▸ **WHAT IS EXPECTED**
Nothing may be dropped or altered: reproduce all the data.

▸ **RAW RECORDS**

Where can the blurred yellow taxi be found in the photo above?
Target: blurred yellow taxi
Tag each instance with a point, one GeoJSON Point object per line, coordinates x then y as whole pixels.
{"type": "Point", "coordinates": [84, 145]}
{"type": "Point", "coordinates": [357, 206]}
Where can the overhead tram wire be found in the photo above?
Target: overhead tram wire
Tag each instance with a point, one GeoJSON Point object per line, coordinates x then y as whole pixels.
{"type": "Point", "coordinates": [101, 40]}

▸ **OUTPUT**
Where can the blurred yellow taxi be found in the photo above?
Target: blurred yellow taxi
Tag each instance with a point, one GeoJSON Point object per line, coordinates x then y as whole pixels.
{"type": "Point", "coordinates": [84, 145]}
{"type": "Point", "coordinates": [357, 206]}
Where can the overhead tram wire be found in the photo above?
Target: overhead tram wire
Tag each instance with a point, one GeoJSON Point object per line, coordinates x then y as whole pixels.
{"type": "Point", "coordinates": [101, 40]}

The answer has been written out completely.